任务 1: 根据页面，岛上的道路不在路口相交，是靠什么彼此穿过的？

| Time Limit: 2000MS | Memory Limit: 65536K | |
| Total Submissions: 9465 | Accepted: 4699 |
Description
It's almost summer time, and that means that it's almost summer construction time! This year, the good people who are in charge of the roads on the tropical island paradise of Remote Island would like to repair and upgrade the various roads that lead between the various tourist attractions on the island.
The roads themselves are also rather interesting. Due to the strange customs of the island, the roads are arranged so that they never meet at intersections, but rather pass over or under each other using bridges and tunnels. In this way, each road runs between two specific tourist attractions, so that the tourists do not become irreparably lost.
Unfortunately, given the nature of the repairs and upgrades needed on each road, when the construction company works on a particular road, it is unusable in either direction. This could cause a problem if it becomes impossible to travel between two tourist attractions, even if the construction company works on only one road at any particular time.

所给条目:
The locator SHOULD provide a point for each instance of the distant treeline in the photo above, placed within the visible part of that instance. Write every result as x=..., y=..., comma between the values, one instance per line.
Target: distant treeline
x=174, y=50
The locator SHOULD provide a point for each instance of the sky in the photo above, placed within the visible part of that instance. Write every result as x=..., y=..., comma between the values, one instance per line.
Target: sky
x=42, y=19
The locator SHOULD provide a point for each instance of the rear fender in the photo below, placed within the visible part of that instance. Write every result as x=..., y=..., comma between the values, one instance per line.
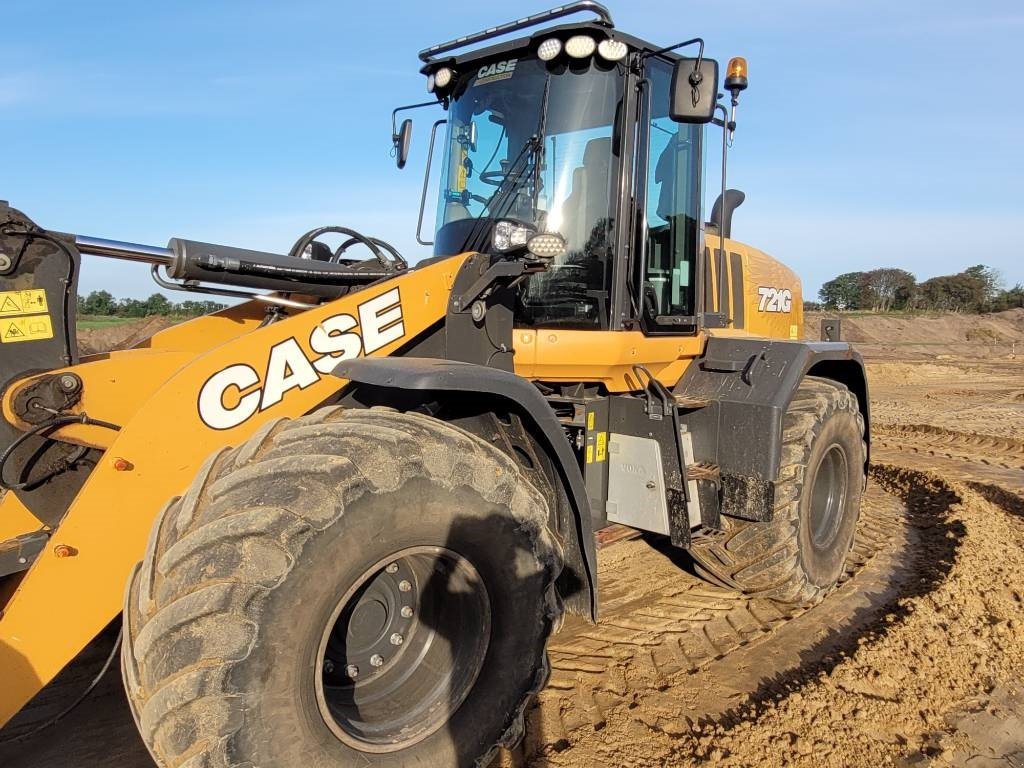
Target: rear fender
x=749, y=385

任务 2: 显示上面各行中所有包含字符串“fender”的行，区分大小写。

答案 1: 靠桥梁和隧道从彼此上方或下方穿过。

答案 2:
The locator SHOULD provide a point for each instance of the rear fender in the photo below, placed within the visible part of that instance. Write every result as x=..., y=..., comma between the values, one instance per line.
Target: rear fender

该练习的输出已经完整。